_Exercise task 1_. In the course description, which city ceded artistic influence and political power to the other?

_Document_.
Details

When: Wednesdays Feb 16 – March 30 1:30 – 3:30 pm
No class March 30

Where: The Hampton Inn

Cost: $185.00 for 6 session(s)

Type: In Person

Category:

Instructor: Kevin Justus , PhD received his Ph.D. in Art History from the University of North Carolina at Chapel Hill.
Kevin Justus

Urbanization, art and architecture and the transference of political and artistic power.

Rome and Paris are two of the world’s most beautiful cities, but they were not always that way. Quite the contrary, they were known to be violent, disorganized, dirty and packed with people.  This series will look at the transformations that were afoot in both cities in the 17th and 18th Centuries, investigating how and why urbanization, architecture, as well as sculpture and painting transformed these cities into beacons of culture and beauty, even if they were still violent disorganized, dirty and packed with people.  We will consider how one city (Rome) ceded artistic influence and political power to the other (Paris) as we examine how these two cities were created to encourage different ideas and agendas.

_Exercise task 2_. Repeat the lines of the listing from the line containing "<item>interior rearview mirror</item>" through the end of the listing, including both.

Image boundary labeling items:
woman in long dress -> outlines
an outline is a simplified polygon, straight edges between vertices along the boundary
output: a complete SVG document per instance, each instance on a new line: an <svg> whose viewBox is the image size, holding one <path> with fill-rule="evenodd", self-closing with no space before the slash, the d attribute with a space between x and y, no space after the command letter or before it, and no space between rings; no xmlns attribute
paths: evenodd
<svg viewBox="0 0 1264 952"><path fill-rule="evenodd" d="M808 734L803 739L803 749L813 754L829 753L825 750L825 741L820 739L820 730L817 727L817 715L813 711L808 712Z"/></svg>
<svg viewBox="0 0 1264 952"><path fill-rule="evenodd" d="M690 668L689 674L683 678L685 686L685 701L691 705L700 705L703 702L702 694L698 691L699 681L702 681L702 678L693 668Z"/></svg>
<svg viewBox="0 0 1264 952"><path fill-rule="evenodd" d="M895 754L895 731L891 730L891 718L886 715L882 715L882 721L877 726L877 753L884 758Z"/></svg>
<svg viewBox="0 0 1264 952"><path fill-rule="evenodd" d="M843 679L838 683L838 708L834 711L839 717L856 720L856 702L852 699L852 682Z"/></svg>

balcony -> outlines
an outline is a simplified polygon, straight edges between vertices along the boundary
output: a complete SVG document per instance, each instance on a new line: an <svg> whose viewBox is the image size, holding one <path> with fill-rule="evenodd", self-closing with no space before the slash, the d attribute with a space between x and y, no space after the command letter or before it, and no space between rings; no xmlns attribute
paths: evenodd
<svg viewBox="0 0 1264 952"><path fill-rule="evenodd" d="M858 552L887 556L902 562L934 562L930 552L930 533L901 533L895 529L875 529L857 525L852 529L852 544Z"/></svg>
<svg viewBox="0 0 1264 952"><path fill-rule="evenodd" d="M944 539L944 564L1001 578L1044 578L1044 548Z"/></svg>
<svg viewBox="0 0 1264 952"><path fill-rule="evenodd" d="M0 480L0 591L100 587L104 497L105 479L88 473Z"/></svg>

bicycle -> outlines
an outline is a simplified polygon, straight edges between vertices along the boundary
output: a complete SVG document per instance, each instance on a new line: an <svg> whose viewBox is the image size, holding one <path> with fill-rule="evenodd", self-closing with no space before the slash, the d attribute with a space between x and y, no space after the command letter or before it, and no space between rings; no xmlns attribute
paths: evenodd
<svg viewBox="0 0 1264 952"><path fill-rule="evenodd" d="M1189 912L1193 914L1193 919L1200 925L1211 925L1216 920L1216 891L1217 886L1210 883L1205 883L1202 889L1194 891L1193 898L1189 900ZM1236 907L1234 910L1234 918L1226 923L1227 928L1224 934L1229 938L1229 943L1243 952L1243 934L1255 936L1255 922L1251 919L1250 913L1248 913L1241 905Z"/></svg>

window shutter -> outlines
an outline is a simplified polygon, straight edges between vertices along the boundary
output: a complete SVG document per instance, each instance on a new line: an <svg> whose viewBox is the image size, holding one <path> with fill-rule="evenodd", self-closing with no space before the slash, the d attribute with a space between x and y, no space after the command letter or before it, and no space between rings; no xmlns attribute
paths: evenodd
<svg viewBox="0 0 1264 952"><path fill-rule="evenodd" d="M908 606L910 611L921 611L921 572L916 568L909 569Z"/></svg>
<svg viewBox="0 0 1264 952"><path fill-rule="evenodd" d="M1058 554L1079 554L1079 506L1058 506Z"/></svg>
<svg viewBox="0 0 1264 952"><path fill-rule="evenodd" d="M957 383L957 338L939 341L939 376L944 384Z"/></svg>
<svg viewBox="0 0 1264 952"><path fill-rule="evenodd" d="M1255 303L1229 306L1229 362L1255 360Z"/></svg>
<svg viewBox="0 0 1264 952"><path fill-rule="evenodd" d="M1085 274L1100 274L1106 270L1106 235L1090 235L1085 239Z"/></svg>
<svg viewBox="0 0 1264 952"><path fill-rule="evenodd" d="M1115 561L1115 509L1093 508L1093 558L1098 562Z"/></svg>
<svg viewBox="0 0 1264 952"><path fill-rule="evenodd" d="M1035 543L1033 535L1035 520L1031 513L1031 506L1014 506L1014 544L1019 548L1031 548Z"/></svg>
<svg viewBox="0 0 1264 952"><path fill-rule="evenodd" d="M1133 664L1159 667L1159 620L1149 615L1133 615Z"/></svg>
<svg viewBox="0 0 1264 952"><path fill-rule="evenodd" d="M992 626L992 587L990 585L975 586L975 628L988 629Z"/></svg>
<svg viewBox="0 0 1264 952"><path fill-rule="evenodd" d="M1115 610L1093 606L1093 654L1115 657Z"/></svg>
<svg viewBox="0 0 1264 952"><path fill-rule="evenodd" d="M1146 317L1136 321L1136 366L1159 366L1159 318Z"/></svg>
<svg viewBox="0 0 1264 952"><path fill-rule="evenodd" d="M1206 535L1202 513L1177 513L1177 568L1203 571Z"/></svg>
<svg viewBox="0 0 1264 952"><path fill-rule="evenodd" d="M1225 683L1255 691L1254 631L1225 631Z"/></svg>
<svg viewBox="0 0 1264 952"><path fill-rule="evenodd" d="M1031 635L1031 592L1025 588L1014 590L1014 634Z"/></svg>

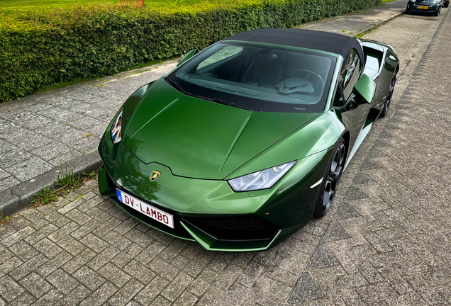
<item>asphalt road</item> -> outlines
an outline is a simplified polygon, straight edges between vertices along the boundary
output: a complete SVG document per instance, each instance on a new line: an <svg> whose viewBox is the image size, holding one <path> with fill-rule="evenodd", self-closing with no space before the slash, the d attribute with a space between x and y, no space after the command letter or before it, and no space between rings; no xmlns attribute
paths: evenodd
<svg viewBox="0 0 451 306"><path fill-rule="evenodd" d="M265 252L213 253L140 224L96 181L0 227L0 305L451 305L451 13L364 38L401 70L330 212Z"/></svg>

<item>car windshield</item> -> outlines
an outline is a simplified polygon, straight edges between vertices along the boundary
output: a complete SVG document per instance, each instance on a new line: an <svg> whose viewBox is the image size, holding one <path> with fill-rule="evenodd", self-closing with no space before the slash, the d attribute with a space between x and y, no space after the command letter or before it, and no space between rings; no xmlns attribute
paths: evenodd
<svg viewBox="0 0 451 306"><path fill-rule="evenodd" d="M255 111L321 113L336 59L250 44L218 42L173 72L186 94Z"/></svg>

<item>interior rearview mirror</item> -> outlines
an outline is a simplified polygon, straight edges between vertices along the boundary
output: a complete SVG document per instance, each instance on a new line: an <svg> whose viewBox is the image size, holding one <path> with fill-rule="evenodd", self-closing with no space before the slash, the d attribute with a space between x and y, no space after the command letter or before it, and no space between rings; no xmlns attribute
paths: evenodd
<svg viewBox="0 0 451 306"><path fill-rule="evenodd" d="M197 53L199 53L199 50L197 49L194 49L189 51L188 53L186 53L185 56L183 57L182 60L179 62L179 63L177 64L177 66L180 66L182 64L183 64L184 62L186 62L188 60L189 60L190 58L196 55Z"/></svg>
<svg viewBox="0 0 451 306"><path fill-rule="evenodd" d="M367 74L362 74L352 90L354 94L370 103L376 93L376 83Z"/></svg>

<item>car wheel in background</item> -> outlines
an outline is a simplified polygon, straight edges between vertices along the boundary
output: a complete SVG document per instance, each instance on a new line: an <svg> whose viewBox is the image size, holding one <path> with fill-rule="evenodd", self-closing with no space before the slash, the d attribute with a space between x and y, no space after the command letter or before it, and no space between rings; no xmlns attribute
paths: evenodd
<svg viewBox="0 0 451 306"><path fill-rule="evenodd" d="M332 152L332 157L325 169L325 173L323 177L319 195L316 200L314 217L321 217L328 213L335 196L340 177L345 168L346 160L346 147L345 140L340 138L338 144Z"/></svg>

_Exercise answer 1_. Rome ceded artistic influence and political power to Paris.

_Exercise answer 2_.
<item>interior rearview mirror</item> -> outlines
an outline is a simplified polygon, straight edges between vertices along the boundary
output: a complete SVG document per instance, each instance on a new line: an <svg> whose viewBox is the image size, holding one <path> with fill-rule="evenodd", self-closing with no space before the slash, the d attribute with a space between x and y, no space after the command letter or before it, and no space between rings; no xmlns attribute
paths: evenodd
<svg viewBox="0 0 451 306"><path fill-rule="evenodd" d="M197 53L199 53L199 50L197 49L194 49L189 51L188 53L186 53L185 56L183 57L182 60L179 62L179 63L177 64L177 66L180 66L182 64L183 64L184 62L186 62L188 60L189 60L190 58L196 55Z"/></svg>
<svg viewBox="0 0 451 306"><path fill-rule="evenodd" d="M367 74L362 74L352 90L354 94L370 103L376 93L376 83Z"/></svg>

<item>car wheel in background</item> -> outlines
an outline is a simplified polygon, straight edges between vertices along the boundary
output: a complete SVG document per instance, each instance on a new line: an <svg> whose viewBox is the image size, holding one <path> with fill-rule="evenodd", self-closing with no space before the slash, the d attribute with a space between x and y, no space after the command letter or before it, and no space between rings; no xmlns attribute
paths: evenodd
<svg viewBox="0 0 451 306"><path fill-rule="evenodd" d="M332 152L332 157L325 169L325 173L323 177L319 195L316 200L314 217L321 217L328 213L335 196L340 177L345 168L346 160L346 147L345 140L340 138L338 144Z"/></svg>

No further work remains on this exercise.